• _REQUIRED TASK_
Extract the full listing below without altering a single character.

• _PROVIDED RECORDS_
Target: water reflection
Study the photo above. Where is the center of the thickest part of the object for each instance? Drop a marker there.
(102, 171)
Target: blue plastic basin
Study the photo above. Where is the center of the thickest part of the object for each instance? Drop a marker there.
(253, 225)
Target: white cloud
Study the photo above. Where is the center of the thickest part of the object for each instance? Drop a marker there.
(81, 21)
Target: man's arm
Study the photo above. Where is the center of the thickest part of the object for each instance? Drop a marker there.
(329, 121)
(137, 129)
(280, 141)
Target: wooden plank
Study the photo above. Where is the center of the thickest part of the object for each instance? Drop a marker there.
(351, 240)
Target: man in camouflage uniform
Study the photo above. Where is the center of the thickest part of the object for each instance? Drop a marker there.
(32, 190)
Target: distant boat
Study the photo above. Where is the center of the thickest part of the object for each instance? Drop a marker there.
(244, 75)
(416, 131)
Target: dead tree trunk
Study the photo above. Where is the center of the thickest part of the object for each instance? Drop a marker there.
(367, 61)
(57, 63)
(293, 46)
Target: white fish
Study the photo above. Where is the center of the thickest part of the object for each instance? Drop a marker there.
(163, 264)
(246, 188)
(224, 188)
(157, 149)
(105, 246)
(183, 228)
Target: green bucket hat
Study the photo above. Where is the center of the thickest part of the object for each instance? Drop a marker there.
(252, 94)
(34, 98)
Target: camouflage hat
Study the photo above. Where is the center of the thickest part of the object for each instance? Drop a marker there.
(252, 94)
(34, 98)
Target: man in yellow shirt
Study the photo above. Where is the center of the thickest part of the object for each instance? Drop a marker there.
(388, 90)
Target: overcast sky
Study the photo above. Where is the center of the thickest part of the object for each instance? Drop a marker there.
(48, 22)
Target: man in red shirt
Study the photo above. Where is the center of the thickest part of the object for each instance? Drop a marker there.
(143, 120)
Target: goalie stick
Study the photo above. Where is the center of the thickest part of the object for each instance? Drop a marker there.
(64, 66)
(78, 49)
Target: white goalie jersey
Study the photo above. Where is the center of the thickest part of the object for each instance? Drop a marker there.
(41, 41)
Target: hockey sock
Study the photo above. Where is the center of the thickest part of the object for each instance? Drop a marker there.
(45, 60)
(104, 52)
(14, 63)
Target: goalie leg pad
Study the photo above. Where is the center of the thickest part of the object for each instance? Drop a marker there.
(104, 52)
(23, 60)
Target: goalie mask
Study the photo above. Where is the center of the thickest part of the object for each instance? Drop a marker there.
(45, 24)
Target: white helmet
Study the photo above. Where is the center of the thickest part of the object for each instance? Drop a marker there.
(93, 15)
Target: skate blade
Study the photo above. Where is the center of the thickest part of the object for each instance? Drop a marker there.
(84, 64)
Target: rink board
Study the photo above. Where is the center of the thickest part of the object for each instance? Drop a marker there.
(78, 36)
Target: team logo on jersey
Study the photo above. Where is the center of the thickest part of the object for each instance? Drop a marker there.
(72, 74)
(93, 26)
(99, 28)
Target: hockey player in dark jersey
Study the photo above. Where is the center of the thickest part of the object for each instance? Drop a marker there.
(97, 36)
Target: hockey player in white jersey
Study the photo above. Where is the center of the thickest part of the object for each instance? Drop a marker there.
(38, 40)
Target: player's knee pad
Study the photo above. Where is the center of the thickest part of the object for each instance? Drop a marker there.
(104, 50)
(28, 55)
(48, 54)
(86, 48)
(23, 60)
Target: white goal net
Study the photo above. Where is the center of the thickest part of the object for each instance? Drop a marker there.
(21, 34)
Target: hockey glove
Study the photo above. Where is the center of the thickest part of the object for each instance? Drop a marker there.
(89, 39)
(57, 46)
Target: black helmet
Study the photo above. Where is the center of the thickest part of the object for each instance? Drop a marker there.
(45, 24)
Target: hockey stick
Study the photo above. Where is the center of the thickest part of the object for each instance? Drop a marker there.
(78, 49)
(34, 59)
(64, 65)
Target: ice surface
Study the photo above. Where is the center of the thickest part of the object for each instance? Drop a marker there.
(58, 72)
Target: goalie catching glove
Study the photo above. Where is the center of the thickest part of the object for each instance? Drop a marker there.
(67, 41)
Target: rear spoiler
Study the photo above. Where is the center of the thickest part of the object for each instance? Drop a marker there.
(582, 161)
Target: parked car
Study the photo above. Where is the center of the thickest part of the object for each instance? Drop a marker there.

• _THE REPLY_
Target: water reflection
Study the photo above. Where is the center of the thickest part of the object for each instance? Drop a marker there.
(102, 171)
Target: blue plastic basin
Study the photo above. Where is the center of the thickest part of the object for each instance? Drop a marker there.
(253, 225)
Target: white cloud
Study the photo above. Where is the center of the thickest part of the object for each instance? Drop a marker there.
(81, 21)
Target: man's arm
Study the photo above. Where is the center of the thickest part of the object for each instance? Drop a marker there.
(329, 121)
(137, 129)
(280, 141)
Target: wooden plank
Study the photo above. Where is the center of the thickest part of the object for each instance? Drop a marker there.
(351, 240)
Target: man in camouflage uniform
Study the photo above. Where is the center of the thickest part of the object for each instance? Drop a marker there.
(32, 190)
Target: distant boat
Study the photo above. Where is the center of the thickest part of the object for each instance? Drop a marker there.
(244, 75)
(416, 131)
Target: dead tree trunk
Study the photo above. Where is the center of the thickest part of the object for each instance? Drop a marker there.
(367, 61)
(57, 63)
(293, 46)
Target: white fish
Study the photo above. Where is the center of the thickest part of the object for each instance? Drop a marker there.
(163, 264)
(246, 188)
(224, 188)
(157, 149)
(105, 246)
(183, 228)
Target: green bucket hat
Study the photo above. Where is the center of the thickest part of the object for each instance? Drop a marker there.
(252, 94)
(34, 98)
Target: camouflage hat
Study the photo above. Where is the center of the thickest part of the object for each instance? Drop a marker there.
(252, 94)
(34, 98)
Target: man in yellow shirt
Study the photo above. Where is the center of the thickest part of the object for each instance? Drop a marker there.
(388, 90)
Target: overcast sky
Study the photo above. Where is the center of the thickest part of the object for each instance? Drop a marker there.
(48, 22)
Target: man in red shirt
Study the photo above. Where is the center of the thickest part of the object for each instance? Drop a marker there.
(143, 120)
Target: goalie stick
Study the photo above. Where is the center of the thickest part of the object for each instance? Drop a marker there.
(64, 66)
(78, 49)
Target: white goalie jersey
Study the photo above. Where is the center of the thickest part of the object for each instance? Drop a marker there.
(41, 41)
Target: hockey sock
Study the photo above. Where is the center of the thickest part of the object for each instance? Drop a marker there.
(45, 60)
(104, 52)
(14, 63)
Target: goalie leg pad
Study the photo above. Where is the center of the thickest part of the object for each instance? Drop a marker there.
(104, 52)
(23, 60)
Target: goalie mask
Study the photo above. Where is the center of the thickest part of the object for each instance? Drop a marker there.
(45, 24)
Target: white helmet
Study the photo above. Where is the center of the thickest part of the object for each instance? Drop a marker there.
(93, 15)
Target: skate blade
Study the photo above. Where is the center of the thickest part of the object for each instance? Drop a marker there.
(84, 64)
Target: rink board
Study the photo above. Where is the center of the thickest part of the object for each instance? Drop a marker there.
(78, 36)
Target: team logo on jersey
Study the photo above. Where is the center of the thickest part of the object for each instance? Drop a marker there.
(72, 74)
(93, 26)
(99, 28)
Target: hockey player in dark jersey
Study the photo above. Where is the center of the thickest part of the object for each instance? Drop a marker there.
(97, 36)
Target: hockey player in white jersey
Study the photo above. Where is the center of the thickest part of the object for each instance? Drop a marker there.
(38, 40)
Target: player's knee pad
Study the photo above. Where is the center of the thickest part of the object for each instance? Drop a marker there.
(104, 50)
(28, 55)
(48, 54)
(86, 48)
(23, 60)
Target: white goal net
Study the photo above. Where is the center of the thickest part of the object for each instance? Drop a marker there.
(21, 34)
Target: hockey glove
Study the photo above. Where is the center of the thickest part of the object for each instance? Drop a marker there.
(89, 39)
(57, 46)
Target: black helmet
Study the photo above. Where is the center of the thickest part of the object for each instance? Drop a marker there.
(45, 24)
Target: hockey stick
Study the photo above. Where is the center of the thickest part of the object for each instance? Drop a marker there.
(78, 49)
(34, 59)
(64, 65)
Target: ice surface
Study the photo above. Where is the center of the thickest part of the object for each instance? Drop a marker there.
(58, 72)
Target: goalie catching glove
Study the photo above. Where is the center of the thickest part of the object for each instance? Drop a marker there.
(67, 41)
Target: rear spoiler
Study the photo above. Where is the center of the thickest part of the object for each instance? Drop a marker there.
(582, 161)
Target: parked car
Study the photo above. Where is the center of the thickest part of the object for each instance? Drop a marker there.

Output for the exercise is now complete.